• **Compiti da svolgere**:
**a.** Rispondi alle seguenti domande sul testo su «Una zolla di terra», basandoti solo su quanto vi è scritto.
(i) Da quale città venne don Beppe per conoscere l'autore del libro?
(ii) In quale anno fu decisa la nascita della comunità?
(iii) A quale genere di libri si può associare «Una zolla di terra»?
**b.** Modifica il testo su «Una zolla di terra» riportando la parte che inizia con le parole "Storia di un" e termina con "Chiesetta del Porto.". In quella parte sostituisci "comunità" con "fraternità".

• **Estratto della fonte**:
━━━━━━

Storia di un viaggio interiore e dei suoi simboli

Questo piccolo libro prezioso è stato determinante per la vita di diverse persone: per me che ve ne parlo stasera, per don Beppe che venne da Firenze a conoscere il suo autore, per don Rolando che rafforzò la sua amicizia con don Sirio dopo la sua lettura. Noi quattro, con alcuni amici della prima ora, nel lontano '65 decidemmo di dare vita a una comunità di uomini e donne desiderosi di vivere gli ideali evangelici. Da lì prese vita l'avventura che tutti voi ben conoscete, quella della comunità del Bicchio dapprima, in seguito, quella della Chiesetta del Porto.
Ma «Una zolla di terra» era nato prima: don Sirio vi raccoglie i pensieri, gli slanci, la visione che lo animavano durante i primi anni della sua avventura operaia. E un testo che si può associare ai libri di spiritualità, ma detto questo si apre a diverse interpretazioni.

━━━━━━

• **Estratto del listing**:
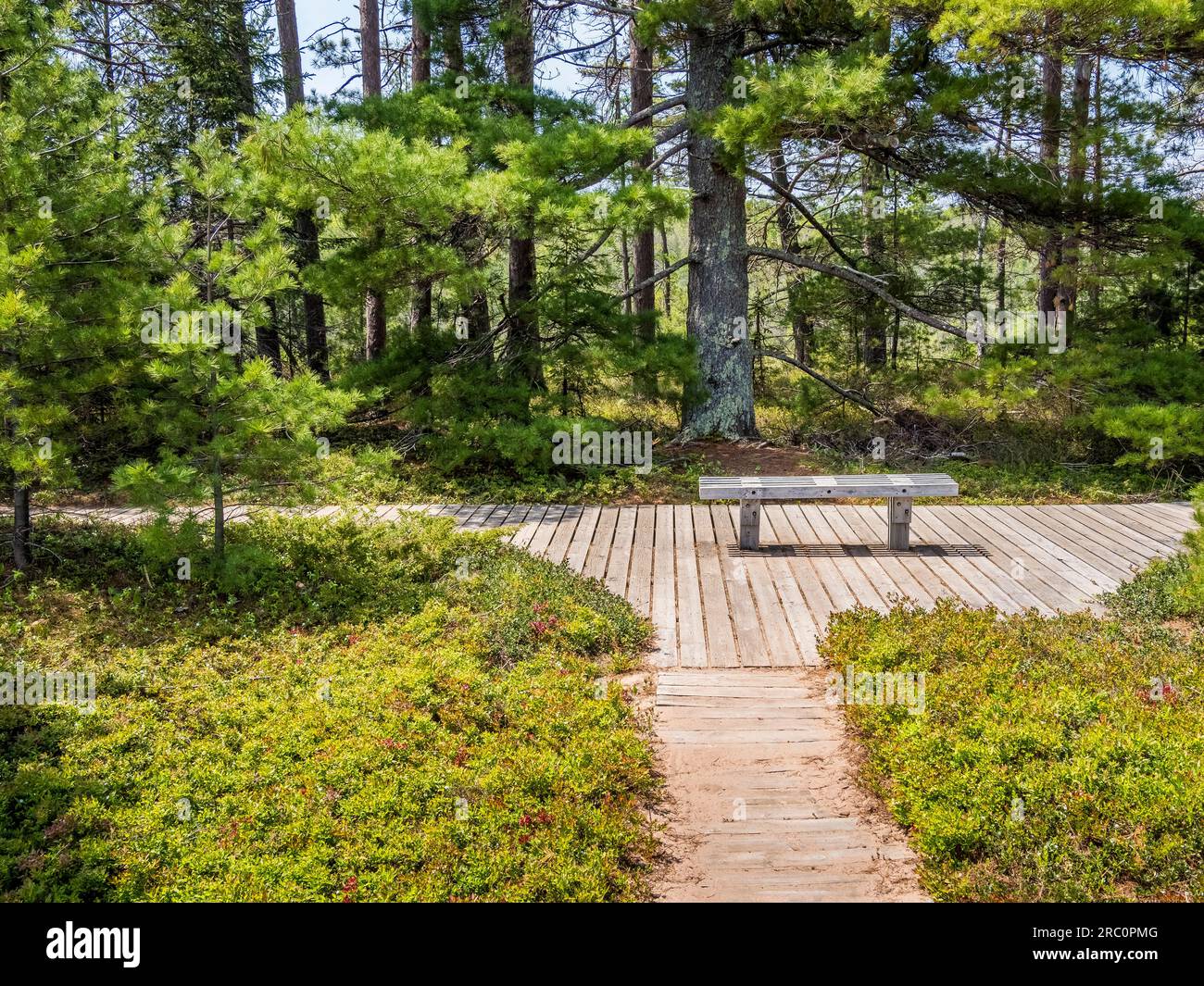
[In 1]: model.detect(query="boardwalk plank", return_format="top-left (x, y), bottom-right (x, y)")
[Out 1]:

━━━━━━

• **Risposte ai compiti**:
**a.**
(i) Da Firenze.
(ii) Nel '65.
(iii) Ai libri di spiritualità.

**b.**
Storia di un viaggio interiore e dei suoi simboli

Questo piccolo libro prezioso è stato determinante per la vita di diverse persone: per me che ve ne parlo stasera, per don Beppe che venne da Firenze a conoscere il suo autore, per don Rolando che rafforzò la sua amicizia con don Sirio dopo la sua lettura. Noi quattro, con alcuni amici della prima ora, nel lontano '65 decidemmo di dare vita a una fraternità di uomini e donne desiderosi di vivere gli ideali evangelici. Da lì prese vita l'avventura che tutti voi ben conoscete, quella della fraternità del Bicchio dapprima, in seguito, quella della Chiesetta del Porto.